Goal of the exercise: Would you extract the whole listing below and retype it exactly?

(Labeled-object pointing entries)
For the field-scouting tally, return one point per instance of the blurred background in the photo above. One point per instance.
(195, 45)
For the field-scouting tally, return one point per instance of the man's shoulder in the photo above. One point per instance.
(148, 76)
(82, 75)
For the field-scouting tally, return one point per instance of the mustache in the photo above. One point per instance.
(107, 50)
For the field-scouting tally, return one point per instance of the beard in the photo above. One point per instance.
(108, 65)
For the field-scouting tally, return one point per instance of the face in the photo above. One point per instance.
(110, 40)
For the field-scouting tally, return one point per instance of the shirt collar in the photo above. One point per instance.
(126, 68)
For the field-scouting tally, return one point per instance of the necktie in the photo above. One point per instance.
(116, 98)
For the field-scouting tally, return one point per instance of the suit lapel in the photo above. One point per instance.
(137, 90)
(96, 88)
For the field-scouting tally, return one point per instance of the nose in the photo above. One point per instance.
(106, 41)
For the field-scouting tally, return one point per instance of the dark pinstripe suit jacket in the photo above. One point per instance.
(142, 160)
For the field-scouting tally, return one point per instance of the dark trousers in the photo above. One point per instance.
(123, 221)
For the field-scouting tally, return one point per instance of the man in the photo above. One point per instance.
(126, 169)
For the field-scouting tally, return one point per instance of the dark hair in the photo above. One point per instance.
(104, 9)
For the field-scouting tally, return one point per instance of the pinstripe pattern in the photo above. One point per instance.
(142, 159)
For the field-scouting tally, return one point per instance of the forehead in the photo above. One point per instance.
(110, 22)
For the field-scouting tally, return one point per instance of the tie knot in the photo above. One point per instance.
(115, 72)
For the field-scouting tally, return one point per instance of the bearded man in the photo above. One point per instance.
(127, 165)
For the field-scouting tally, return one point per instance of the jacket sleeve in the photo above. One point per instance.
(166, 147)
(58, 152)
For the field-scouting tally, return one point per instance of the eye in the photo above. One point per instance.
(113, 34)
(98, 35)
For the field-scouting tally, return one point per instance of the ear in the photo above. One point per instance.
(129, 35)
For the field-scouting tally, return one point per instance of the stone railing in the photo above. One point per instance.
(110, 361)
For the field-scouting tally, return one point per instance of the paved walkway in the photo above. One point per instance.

Solution for this exercise:
For the field-scouting tally, return one point per instance of the blurred background in the photo above. One point per instance.
(195, 45)
For the field-scouting tally, return one point per instance of the man's shoulder in the photo above. One point per instance.
(148, 76)
(82, 75)
For the field-scouting tally, return one point per instance of the mustache in the photo above. One point per instance.
(107, 50)
For the field-scouting tally, return one point per instance of the beard in the photo above. One point per instance.
(108, 65)
For the field-scouting tally, return one point per instance of the face in the photo above. One point per instance.
(110, 40)
For the field-scouting tally, return one point per instance of the shirt collar in the photo above. One point per instance.
(126, 68)
For the field-scouting tally, return one point per instance of the necktie in the photo above. One point per instance.
(116, 98)
For the field-scouting tally, return one point per instance of the suit lapel in the photo above. One point per instance.
(137, 90)
(96, 88)
For the field-scouting tally, return one point per instance of the nose in the photo above. One point per instance.
(106, 41)
For the field-scouting tally, return one point per instance of the dark pinstripe suit jacket in the photo above. One point per instance.
(142, 160)
For the field-scouting tally, return one point per instance of the dark trousers in the photo above. One point per instance.
(123, 221)
For the field-scouting tally, return one point per instance of the man in the photo above. One point per instance.
(126, 169)
For the field-scouting tally, return one point per instance of the dark hair in the photo above. One point per instance.
(104, 9)
For the field-scouting tally, return one point per instance of the pinstripe pattern in the photo above. One point per instance.
(142, 159)
For the field-scouting tally, return one point per instance of the forehead in the photo above. One point per instance.
(110, 22)
For the field-scouting tally, return one point per instance of the tie knot in the photo above. One point per instance.
(115, 72)
For the field-scouting tally, return one point per instance of the bearded man in the photo above. One point per instance.
(127, 165)
For the field-scouting tally, return one point per instance of the jacket sleeve in the photo above. One point per instance.
(166, 147)
(58, 152)
For the field-scouting tally, return one point per instance of the eye in the photo above. One point per instance.
(113, 34)
(98, 35)
For the field-scouting tally, return one point per instance of the ear in the photo above. One point per instance.
(129, 35)
For the field-scouting tally, return one point per instance of the stone railing in the photo above. One point per instance.
(110, 361)
For the field-scouting tally, return one point per instance of the paved walkway in the photo above. One point per instance.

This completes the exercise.